Natural-language object grounding data
------------------------------------------------------------------------

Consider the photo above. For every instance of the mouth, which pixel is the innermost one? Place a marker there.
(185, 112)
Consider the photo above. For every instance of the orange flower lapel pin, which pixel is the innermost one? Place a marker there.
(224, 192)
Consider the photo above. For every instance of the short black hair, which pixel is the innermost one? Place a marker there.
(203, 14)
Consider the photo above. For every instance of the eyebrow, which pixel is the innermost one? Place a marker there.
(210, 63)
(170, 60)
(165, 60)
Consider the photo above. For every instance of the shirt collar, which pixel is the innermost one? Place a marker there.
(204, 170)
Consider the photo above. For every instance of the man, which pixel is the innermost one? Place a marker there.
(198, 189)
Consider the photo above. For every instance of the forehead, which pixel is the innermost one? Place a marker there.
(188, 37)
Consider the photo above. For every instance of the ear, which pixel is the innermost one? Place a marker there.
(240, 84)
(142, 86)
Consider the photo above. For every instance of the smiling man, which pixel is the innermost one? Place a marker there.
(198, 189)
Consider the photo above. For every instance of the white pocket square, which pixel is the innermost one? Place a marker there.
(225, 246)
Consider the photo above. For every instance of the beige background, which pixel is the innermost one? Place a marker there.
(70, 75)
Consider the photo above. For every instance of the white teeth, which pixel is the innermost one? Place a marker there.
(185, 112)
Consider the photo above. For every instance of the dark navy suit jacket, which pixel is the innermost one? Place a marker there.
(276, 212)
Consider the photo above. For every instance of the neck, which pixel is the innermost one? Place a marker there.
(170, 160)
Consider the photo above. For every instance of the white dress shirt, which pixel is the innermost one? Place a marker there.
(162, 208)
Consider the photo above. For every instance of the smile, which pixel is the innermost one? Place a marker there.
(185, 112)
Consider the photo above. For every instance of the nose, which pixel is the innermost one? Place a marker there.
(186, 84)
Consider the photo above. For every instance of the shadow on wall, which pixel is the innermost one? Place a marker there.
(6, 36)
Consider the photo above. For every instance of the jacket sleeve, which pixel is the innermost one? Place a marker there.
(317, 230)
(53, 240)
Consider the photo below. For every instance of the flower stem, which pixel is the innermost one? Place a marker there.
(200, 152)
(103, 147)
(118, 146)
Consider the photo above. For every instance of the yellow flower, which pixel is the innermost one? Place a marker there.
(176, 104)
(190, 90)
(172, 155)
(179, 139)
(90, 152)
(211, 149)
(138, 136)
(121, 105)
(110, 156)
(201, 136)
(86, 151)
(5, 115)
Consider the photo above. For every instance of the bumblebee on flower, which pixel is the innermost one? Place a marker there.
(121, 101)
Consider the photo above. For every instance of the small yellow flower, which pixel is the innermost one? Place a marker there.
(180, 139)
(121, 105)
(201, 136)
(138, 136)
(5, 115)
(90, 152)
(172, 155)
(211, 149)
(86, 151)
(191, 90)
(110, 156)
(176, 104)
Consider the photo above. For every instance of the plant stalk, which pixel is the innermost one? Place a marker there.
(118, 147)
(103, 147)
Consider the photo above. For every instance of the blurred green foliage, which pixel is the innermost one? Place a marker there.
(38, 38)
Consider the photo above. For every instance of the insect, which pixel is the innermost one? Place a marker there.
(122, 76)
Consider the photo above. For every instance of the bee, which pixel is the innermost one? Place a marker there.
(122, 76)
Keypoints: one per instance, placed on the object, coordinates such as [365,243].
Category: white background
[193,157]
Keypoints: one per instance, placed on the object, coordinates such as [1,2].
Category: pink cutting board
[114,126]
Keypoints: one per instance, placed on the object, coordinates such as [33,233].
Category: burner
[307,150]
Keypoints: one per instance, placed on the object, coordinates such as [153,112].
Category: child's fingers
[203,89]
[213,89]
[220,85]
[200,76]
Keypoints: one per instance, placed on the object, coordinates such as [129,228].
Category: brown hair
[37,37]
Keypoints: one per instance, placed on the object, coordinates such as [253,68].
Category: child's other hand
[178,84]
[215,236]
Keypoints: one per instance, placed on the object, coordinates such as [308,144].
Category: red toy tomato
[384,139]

------------------------------------------------------------------------

▶ _Task goal_
A complete and exact reproduction of the data is needed.

▶ _Solution to this exercise_
Consider the photo above. For every instance of the mouth, which pixel is the innermost one? Place a marker there.
(185, 112)
Consider the photo above. For every instance of the orange flower lapel pin, which pixel is the innermost one? Place a marker there.
(224, 192)
Consider the photo above. For every instance of the short black hair, which pixel is the innermost one? Place a marker there.
(203, 14)
Consider the photo above. For every instance of the eyebrow, which pixel is the innermost one? Place a marker there.
(210, 63)
(170, 60)
(165, 60)
Consider the photo above. For every instance of the shirt collar, which pixel is the innermost one? Place a marker there.
(204, 170)
Consider the photo above. For every instance of the man, which pixel is the innermost one? Place a marker there.
(198, 189)
Consider the photo above. For every instance of the forehead, which pixel is the innermost one? Place a marker there.
(188, 37)
Consider the photo above. For every instance of the ear, which pixel is the innermost one? Place a marker there.
(240, 84)
(142, 86)
Consider the photo above. For every instance of the smiling man, which pixel is the innermost one? Place a marker there.
(198, 189)
Consider the photo above. For every instance of the white pocket square, which pixel is the innermost one? Place a marker there.
(225, 246)
Consider the photo above. For every instance of the beige background, which pixel is the innermost one? Place a marker there.
(70, 75)
Consider the photo above. For every instance of the white teeth, which pixel is the innermost one? Place a marker there.
(185, 112)
Consider the photo above. For every instance of the dark navy suit jacket, which pixel is the innermost one? Place a marker there.
(276, 212)
Consider the photo above. For every instance of the neck, which pixel is the innermost one? Place a marker there.
(170, 160)
Consider the photo above. For every instance of the white dress shirt, which pixel is the innermost one? Place a marker there.
(162, 208)
Consider the photo above. For every instance of the smile, which pixel is the innermost one? Place a marker there.
(185, 112)
Consider the photo above. For every instance of the nose, which pixel is the innermost one? Place a marker there.
(186, 84)
Consider the photo above. For every instance of the shadow on wall, which pixel is the innermost one? Place a marker there.
(6, 36)
Consider the photo above. For every instance of the jacket sleeve, which pixel is the innermost one? Place a marker there.
(317, 230)
(53, 240)
Consider the photo below. For every instance of the flower stem, which pixel is the innermost one? Place a marker there.
(200, 152)
(103, 147)
(118, 146)
Consider the photo above. For every instance of the yellow flower, which pixel is the innermost one? Place a marker there.
(176, 104)
(190, 90)
(172, 155)
(179, 139)
(90, 152)
(211, 149)
(138, 136)
(121, 105)
(110, 156)
(201, 136)
(86, 151)
(5, 115)
Consider the photo above. For every instance of the bumblebee on flower, which pixel is the innermost one? Place a marker there.
(121, 101)
Consider the photo above. For every instance of the small yellow flower, which pixel is the innermost one? Place a marker there.
(180, 139)
(121, 105)
(201, 136)
(138, 136)
(5, 115)
(90, 152)
(172, 155)
(211, 149)
(86, 151)
(191, 90)
(110, 156)
(176, 104)
Consider the photo above. For every instance of the plant stalk, which pixel is the innermost one? Place a marker there.
(118, 147)
(103, 147)
Consider the photo above. For every instance of the blurred green foliage, which pixel is the innermost one? Place a marker there.
(38, 38)
Consider the photo above. For every instance of the insect, which pixel is the innermost one? Place a marker there.
(122, 76)
Consider the photo above. For every instance of the bee, which pixel is the innermost one? Place a marker there.
(122, 76)
Keypoints: one per instance, placed on the object, coordinates such as [365,243].
Category: white background
[193,157]
Keypoints: one per instance, placed on the object, coordinates such as [1,2].
Category: pink cutting board
[114,126]
Keypoints: one per instance, placed on the object, coordinates such as [33,233].
Category: burner
[307,150]
Keypoints: one per instance, placed on the object, coordinates such as [153,112].
Category: child's fingers
[203,89]
[213,89]
[220,85]
[200,76]
Keypoints: one per instance, placed on the object, coordinates such as [129,228].
Category: brown hair
[37,37]
Keypoints: one per instance, placed on the object, coordinates such as [253,68].
Category: child's other hand
[178,84]
[215,236]
Keypoints: one per instance, placed on the object, coordinates such as [308,144].
Category: red toy tomato
[384,139]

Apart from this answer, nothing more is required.